[Labeling and segmentation records]
'''
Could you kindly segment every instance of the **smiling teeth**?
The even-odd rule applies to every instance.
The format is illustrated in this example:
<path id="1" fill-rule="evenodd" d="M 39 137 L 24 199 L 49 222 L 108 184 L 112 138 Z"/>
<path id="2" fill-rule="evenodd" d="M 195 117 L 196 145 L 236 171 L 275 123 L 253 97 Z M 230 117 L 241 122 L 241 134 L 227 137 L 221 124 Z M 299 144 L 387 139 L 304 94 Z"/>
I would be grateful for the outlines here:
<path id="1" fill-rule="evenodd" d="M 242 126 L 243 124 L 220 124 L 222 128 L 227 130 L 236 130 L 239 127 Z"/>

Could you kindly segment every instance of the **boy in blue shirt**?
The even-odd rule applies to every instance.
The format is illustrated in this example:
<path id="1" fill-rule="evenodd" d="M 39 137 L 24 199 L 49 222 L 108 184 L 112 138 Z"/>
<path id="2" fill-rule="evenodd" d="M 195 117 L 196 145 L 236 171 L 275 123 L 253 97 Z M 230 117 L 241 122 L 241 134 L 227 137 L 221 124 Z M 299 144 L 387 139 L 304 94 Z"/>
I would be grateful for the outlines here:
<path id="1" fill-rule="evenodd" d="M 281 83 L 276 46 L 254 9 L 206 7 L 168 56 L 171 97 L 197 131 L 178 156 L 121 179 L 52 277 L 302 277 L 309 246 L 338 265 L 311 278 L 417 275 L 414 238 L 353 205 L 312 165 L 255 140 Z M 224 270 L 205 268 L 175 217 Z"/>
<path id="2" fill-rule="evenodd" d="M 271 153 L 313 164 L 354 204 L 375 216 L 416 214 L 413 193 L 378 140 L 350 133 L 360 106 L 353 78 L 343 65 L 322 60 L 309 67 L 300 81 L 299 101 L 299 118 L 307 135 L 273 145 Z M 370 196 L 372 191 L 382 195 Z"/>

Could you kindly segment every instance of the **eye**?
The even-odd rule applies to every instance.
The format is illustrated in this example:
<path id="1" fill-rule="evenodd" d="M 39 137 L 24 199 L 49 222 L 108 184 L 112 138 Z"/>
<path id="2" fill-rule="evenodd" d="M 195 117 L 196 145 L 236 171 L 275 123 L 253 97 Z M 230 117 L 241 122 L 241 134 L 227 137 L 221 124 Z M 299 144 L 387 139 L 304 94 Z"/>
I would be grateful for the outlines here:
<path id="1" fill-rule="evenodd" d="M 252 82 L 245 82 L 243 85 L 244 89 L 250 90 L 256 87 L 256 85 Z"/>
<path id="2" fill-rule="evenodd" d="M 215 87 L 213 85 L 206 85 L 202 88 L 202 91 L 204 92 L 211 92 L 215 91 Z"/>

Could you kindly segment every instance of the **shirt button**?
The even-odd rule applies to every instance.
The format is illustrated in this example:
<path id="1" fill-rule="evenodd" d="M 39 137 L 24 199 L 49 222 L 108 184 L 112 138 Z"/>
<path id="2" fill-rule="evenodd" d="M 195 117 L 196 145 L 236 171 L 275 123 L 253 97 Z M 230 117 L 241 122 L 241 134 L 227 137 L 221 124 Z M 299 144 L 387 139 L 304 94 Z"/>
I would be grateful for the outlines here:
'''
Update the items above by replacing every "Could you kindly segment" with "Please outline", keeping everything else unchanged.

Task answer>
Please outline every instance of the **smiling teeth**?
The even-odd rule applies to every instance.
The format is illustrated in this example:
<path id="1" fill-rule="evenodd" d="M 39 137 L 24 199 L 49 222 L 108 184 L 112 138 Z"/>
<path id="2" fill-rule="evenodd" d="M 195 117 L 196 145 L 236 171 L 275 123 L 253 97 Z M 230 117 L 241 122 L 241 134 L 227 137 L 221 124 Z M 299 144 L 387 139 L 304 94 Z"/>
I would be grateful for the outlines here:
<path id="1" fill-rule="evenodd" d="M 242 126 L 243 124 L 220 124 L 222 128 L 227 130 L 236 130 L 239 127 Z"/>

Please outline every instance of the **boy in blue shirt**?
The even-odd rule applies to every instance.
The format is illustrated in this example:
<path id="1" fill-rule="evenodd" d="M 39 137 L 24 199 L 49 222 L 108 184 L 112 138 Z"/>
<path id="2" fill-rule="evenodd" d="M 195 117 L 196 145 L 236 171 L 275 123 L 253 97 Z M 230 117 L 241 122 L 241 134 L 227 137 L 221 124 Z M 299 144 L 387 139 L 304 94 Z"/>
I would be grateful for the outlines here:
<path id="1" fill-rule="evenodd" d="M 281 83 L 276 46 L 254 9 L 206 7 L 168 56 L 171 97 L 197 131 L 178 156 L 121 179 L 52 277 L 302 277 L 309 246 L 338 265 L 311 278 L 417 275 L 414 238 L 353 205 L 312 165 L 255 140 Z M 224 270 L 205 268 L 175 217 Z"/>
<path id="2" fill-rule="evenodd" d="M 271 153 L 313 164 L 354 204 L 375 216 L 416 214 L 413 193 L 378 140 L 350 133 L 360 106 L 353 78 L 343 65 L 322 60 L 309 67 L 300 81 L 299 101 L 299 118 L 307 135 L 273 145 Z M 370 196 L 372 191 L 382 195 Z"/>

Please outline every instance of the **eye**?
The even-odd rule applies to every instance.
The format is illustrated in this example:
<path id="1" fill-rule="evenodd" d="M 39 137 L 24 199 L 49 222 L 108 184 L 112 138 Z"/>
<path id="2" fill-rule="evenodd" d="M 195 117 L 196 145 L 236 171 L 275 123 L 253 97 Z M 230 117 L 241 122 L 241 134 L 227 137 L 221 124 Z M 299 144 L 387 139 L 304 94 Z"/>
I would be grateful for the outlines here:
<path id="1" fill-rule="evenodd" d="M 252 82 L 245 82 L 243 85 L 244 89 L 250 90 L 256 87 L 256 85 Z"/>
<path id="2" fill-rule="evenodd" d="M 215 87 L 213 85 L 206 85 L 202 88 L 202 91 L 204 92 L 211 92 L 215 91 Z"/>

Please outline every instance of the **shirt button**?
The even-odd rule applies to every instance.
The format is illustrated in this example:
<path id="1" fill-rule="evenodd" d="M 39 137 L 24 199 L 49 222 L 108 184 L 112 138 Z"/>
<path id="2" fill-rule="evenodd" d="M 195 117 L 196 145 L 236 171 L 275 123 L 253 97 Z M 230 117 L 241 122 L 241 134 L 227 137 L 221 124 Z M 299 144 L 387 139 L 304 94 Z"/>
I would be grateful for the outlines here:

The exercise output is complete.